▶ **Exercise aim**: Set down every one of the following records verbatim, keeping each line and character unchanged.

▶ **Source material**:

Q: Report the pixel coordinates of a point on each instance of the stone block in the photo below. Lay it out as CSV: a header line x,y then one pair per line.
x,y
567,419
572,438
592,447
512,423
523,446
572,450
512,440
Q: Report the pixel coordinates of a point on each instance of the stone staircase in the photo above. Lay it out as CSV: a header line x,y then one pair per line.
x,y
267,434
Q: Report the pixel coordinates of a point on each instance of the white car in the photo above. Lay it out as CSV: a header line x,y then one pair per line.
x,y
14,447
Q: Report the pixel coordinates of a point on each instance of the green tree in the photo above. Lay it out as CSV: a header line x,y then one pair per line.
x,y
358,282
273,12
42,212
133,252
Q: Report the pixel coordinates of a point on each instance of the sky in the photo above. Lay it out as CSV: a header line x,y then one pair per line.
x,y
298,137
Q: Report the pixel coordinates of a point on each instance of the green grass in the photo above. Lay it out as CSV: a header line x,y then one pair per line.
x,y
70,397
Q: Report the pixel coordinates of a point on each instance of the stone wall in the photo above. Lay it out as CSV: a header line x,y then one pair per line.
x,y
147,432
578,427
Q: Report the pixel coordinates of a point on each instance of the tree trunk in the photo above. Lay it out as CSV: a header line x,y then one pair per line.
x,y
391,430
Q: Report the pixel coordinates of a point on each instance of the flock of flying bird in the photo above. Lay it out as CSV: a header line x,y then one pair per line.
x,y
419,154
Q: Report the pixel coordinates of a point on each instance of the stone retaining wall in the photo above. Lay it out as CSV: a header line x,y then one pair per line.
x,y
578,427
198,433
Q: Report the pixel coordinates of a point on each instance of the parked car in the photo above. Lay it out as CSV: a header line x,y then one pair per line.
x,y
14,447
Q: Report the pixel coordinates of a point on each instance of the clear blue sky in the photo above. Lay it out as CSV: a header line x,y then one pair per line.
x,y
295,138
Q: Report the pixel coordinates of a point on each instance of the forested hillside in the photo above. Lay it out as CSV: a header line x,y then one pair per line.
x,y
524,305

▶ **The reply**:
Q: Report the pixel coordinates of a point on each instance of the stone block in the photo below. Lay it out as CSV: a header line x,y then one pair per line.
x,y
567,419
572,438
592,447
512,423
523,446
572,450
512,440
Q: Report the pixel coordinates of a point on each instance of the stone staircase in the photo above. Lay it out as CSV: a header line x,y then one pair per line.
x,y
267,434
Q: Report the pixel coordinates of a point on each instance of the white car in the photo above. Lay it out as CSV: a header line x,y then one pair per line.
x,y
14,447
Q: Report the pixel coordinates of a point on each instance of the green tree in the photo above. Lay it out as CSV: a header line x,y then one pair per line.
x,y
358,282
273,12
42,212
133,252
Q: Report the pixel coordinates of a point on each instance of the sky in the photo above. Lay it out as CSV: a header line x,y then one pair per line.
x,y
298,137
Q: Report the pixel coordinates of a point on each instance of the green grass in the photo above. Lay it out as CSV: a header line x,y then one pair per line.
x,y
70,397
Q: Report the pixel coordinates of a point on each instance of the stone wall in the photo above. Lay it out as CSV: a header line x,y then one pair per line.
x,y
147,432
578,427
Q: Report the pixel coordinates of a point on each instance of the tree trunk in the photo above. Lay it out as CSV: a header line x,y then one pair per line.
x,y
391,430
Q: Report the pixel coordinates of a point on each instance of the flock of flying bird in the photo above. Lay it out as CSV: a header line x,y then one pair per line.
x,y
419,154
Q: Report the pixel coordinates of a point on each instance of the stone retaining wall in the photo above. Lay it out as CSV: a header line x,y then one pair per line.
x,y
578,427
198,433
Q: Report the pixel coordinates of a point on each instance of the parked car in the photo above. Lay it out as CSV: a header line x,y then one pair per line.
x,y
14,447
Q: Report the pixel coordinates of a point on each instance of the clear blue sky in the photo above. Lay it out as CSV: a header line x,y then one pair per line.
x,y
295,138
Q: Report the pixel coordinates of a point on each instance of the forested hillside in the photo above. Lay it out as CSV: a header line x,y then one pair per line.
x,y
524,305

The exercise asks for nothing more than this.